Rewrite the rows from the start up to and including the line that contains "632, 778, 701]]", substituting "smock" for every "apron" and changing nothing else. Leave the pictures out of your answer.

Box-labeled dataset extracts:
▶
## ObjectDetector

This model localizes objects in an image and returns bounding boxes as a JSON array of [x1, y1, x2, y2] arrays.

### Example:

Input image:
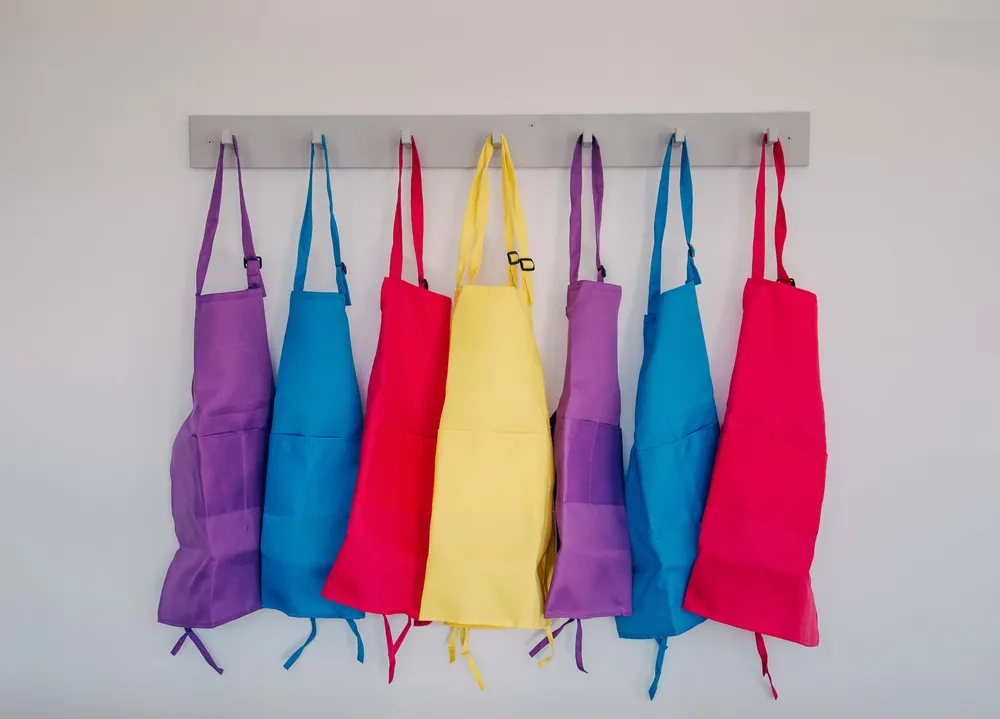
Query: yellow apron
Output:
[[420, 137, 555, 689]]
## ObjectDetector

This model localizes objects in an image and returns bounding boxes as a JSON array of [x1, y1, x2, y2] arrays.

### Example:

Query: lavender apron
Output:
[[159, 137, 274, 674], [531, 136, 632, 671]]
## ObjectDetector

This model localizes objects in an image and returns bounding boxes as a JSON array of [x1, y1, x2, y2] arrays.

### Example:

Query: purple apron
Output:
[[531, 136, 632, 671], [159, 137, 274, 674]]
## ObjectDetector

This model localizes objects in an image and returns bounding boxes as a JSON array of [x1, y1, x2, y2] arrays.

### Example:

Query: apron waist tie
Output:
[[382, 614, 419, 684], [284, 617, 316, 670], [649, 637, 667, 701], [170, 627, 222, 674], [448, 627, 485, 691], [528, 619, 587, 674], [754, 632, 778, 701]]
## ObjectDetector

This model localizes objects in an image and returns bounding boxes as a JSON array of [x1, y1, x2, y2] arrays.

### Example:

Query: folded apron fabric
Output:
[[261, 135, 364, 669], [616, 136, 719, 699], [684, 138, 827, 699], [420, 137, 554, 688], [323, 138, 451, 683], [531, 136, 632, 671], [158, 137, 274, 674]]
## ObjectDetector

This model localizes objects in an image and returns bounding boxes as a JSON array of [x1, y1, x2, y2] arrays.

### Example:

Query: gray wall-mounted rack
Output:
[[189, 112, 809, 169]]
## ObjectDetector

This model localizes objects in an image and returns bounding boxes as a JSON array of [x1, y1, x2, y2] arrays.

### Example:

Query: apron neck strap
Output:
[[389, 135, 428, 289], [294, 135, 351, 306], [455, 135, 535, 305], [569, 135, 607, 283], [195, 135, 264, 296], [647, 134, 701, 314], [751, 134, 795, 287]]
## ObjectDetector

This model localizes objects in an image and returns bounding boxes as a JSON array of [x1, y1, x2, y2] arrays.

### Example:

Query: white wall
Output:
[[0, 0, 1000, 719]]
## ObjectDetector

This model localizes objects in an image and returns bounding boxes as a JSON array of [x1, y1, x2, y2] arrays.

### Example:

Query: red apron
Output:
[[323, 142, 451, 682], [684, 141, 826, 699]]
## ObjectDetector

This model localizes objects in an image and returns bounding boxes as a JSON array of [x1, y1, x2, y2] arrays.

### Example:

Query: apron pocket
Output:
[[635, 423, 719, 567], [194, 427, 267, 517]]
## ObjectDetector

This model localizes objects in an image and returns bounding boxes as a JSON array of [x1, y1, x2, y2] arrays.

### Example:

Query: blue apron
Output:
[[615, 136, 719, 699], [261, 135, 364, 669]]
◀
-- RESULT OF THIS TASK --
## ObjectDetector

This model localizes objects in an image and returns bounding boxes as a JSON array of [x1, y1, x2, y2] arrays.

### Example:

Input image:
Query: yellow smock
Output:
[[420, 137, 555, 689]]
## ObjectDetector

This model localizes objects in an image and returns bounding boxes as a JSON array of [x1, y1, x2, y2] arrays.

### Example:

Query: lavender smock
Output:
[[159, 137, 274, 674], [531, 136, 632, 671]]
## ObjectDetector

This model localizes objects in an image and returns bounding boxes as a JSON array of [x1, y1, x2, y2] arrays.

### Example:

Query: purple smock
Output:
[[531, 136, 632, 671], [159, 137, 274, 674]]
## ObjectDetector

This model localizes objects in an image and returns bounding boxes as a JSON array of [x1, y1, x2, y2] arrays.

### Example:

Query: smock waist tie
Output:
[[382, 614, 419, 684], [284, 617, 316, 670], [649, 637, 667, 701], [170, 627, 222, 674], [448, 627, 485, 691], [528, 619, 587, 674], [754, 632, 778, 701]]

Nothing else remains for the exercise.